··· RAW DATA

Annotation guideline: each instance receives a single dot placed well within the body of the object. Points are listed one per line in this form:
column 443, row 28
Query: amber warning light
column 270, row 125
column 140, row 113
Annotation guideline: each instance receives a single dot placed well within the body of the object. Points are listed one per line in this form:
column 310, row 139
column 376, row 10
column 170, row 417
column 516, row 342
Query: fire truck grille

······

> [WORK INSTRUCTIONS]:
Could you type out every entry again exactly as it stands?

> [OUTPUT OF THE EXERCISE]:
Annotation guideline: each instance receives a single dot placed well within the body of the object. Points are listed one per line in this form:
column 443, row 28
Query: amber warning light
column 270, row 125
column 140, row 113
Annotation guideline: each instance receives a single dot placed well within the body of the object. Points are listed one per line in this form:
column 310, row 139
column 376, row 10
column 170, row 417
column 516, row 342
Query: fire truck grille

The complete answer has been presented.